Religion pushes hard against society in the world of the play. The characters’s secret desires are sandwiched between both religion and society’s ideas of normalcy and proper behavior and then squeezed. This provides the tension that powers the engine of the play. 

Religion, as we know it, is mashed up with Equus worship. Virtually everything about Alan’s worship of Equus has a counterpart in Christianity. Equus is referred to as “Him.” Alan calls Nugget’s lump of sugar “the last supper” and the word “worship” is used dozens of times while referring to Alan’s routines at the stables with the horses. There are countless rituals, mirroring everything from a child’s bedtime prayers to Sundays at Church to being slain in the spirit, referring to religious ecstasy when overtaken by the holy spirit.

There is also the question of where Equus the Godslave came from. From a purely logical standpoint he is the symptom of a sick mind. Alan has unconsciously created a god to worship cobbled together from fragments of Christianity, Paganism, his own imagination...and even name brands of household appliances (Hosts of Hoover, Philco, etc.) The play suggests that the tension between a doting but weak mother’s religious views and an overbearing father’s political beliefs has somehow warped Alan.

— Stored data —

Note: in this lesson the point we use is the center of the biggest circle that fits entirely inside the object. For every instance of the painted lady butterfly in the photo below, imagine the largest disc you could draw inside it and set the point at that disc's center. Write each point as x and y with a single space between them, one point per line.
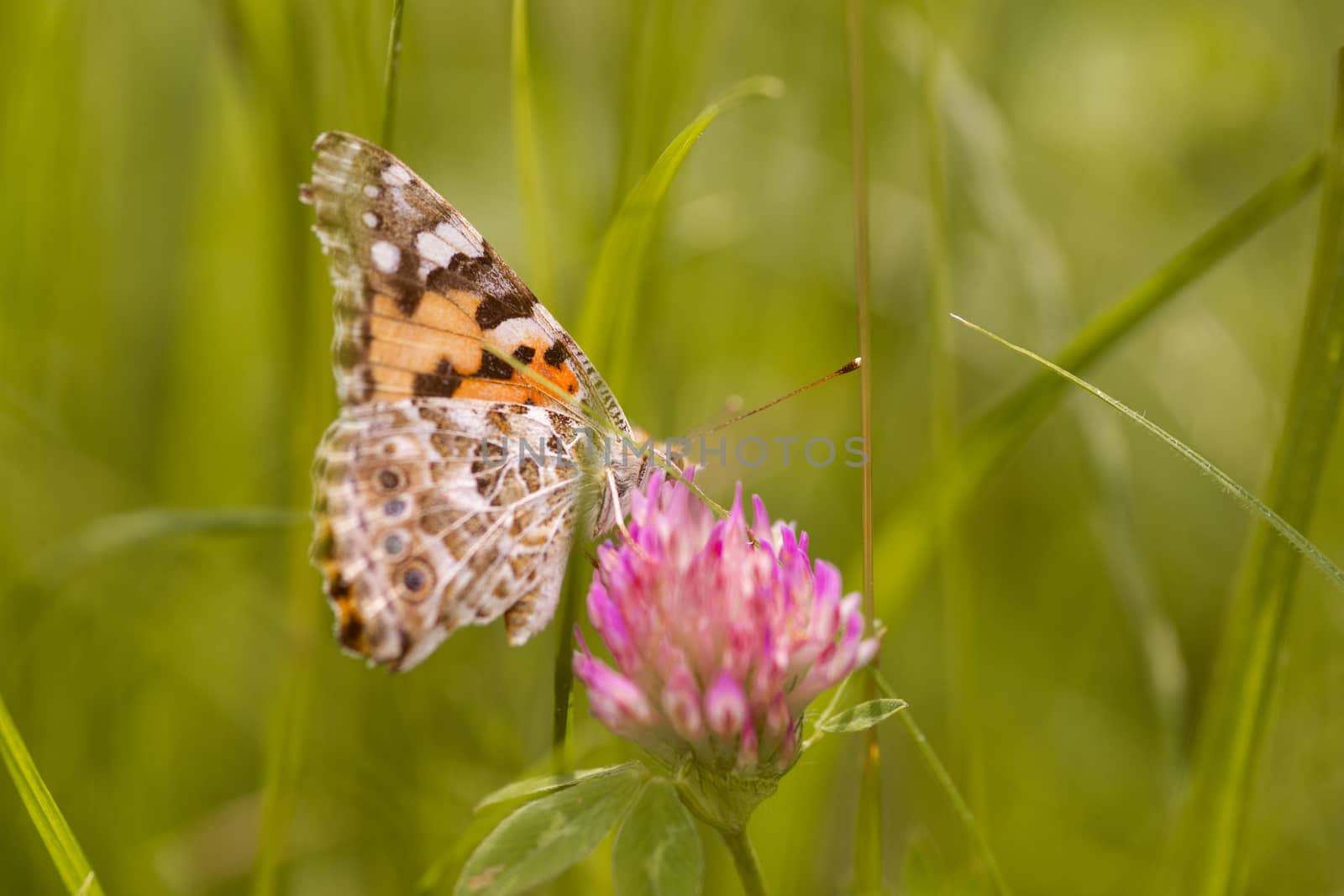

— Goal of the exercise —
Continue the essay on religion and Equus worship in the play above, starting right after its last sentence.

— Response to this exercise —
Another answer might be that Equus is not simply a by-product of mental illness, that Equus has less to do with the science of the mind and more to do with the Greek gods. What if Equus was an entity that has, through Alan, found a way to re-emerge from the darkness into the world? An old god? A devil? This sort of worldview is certainly not unique in the play. There are plenty of mentions of paganism and the old gods---myths only because we choose to call them that. How is Alan’s worship of the Equus entity less relevant than Dora’s belief in Christ and the devil?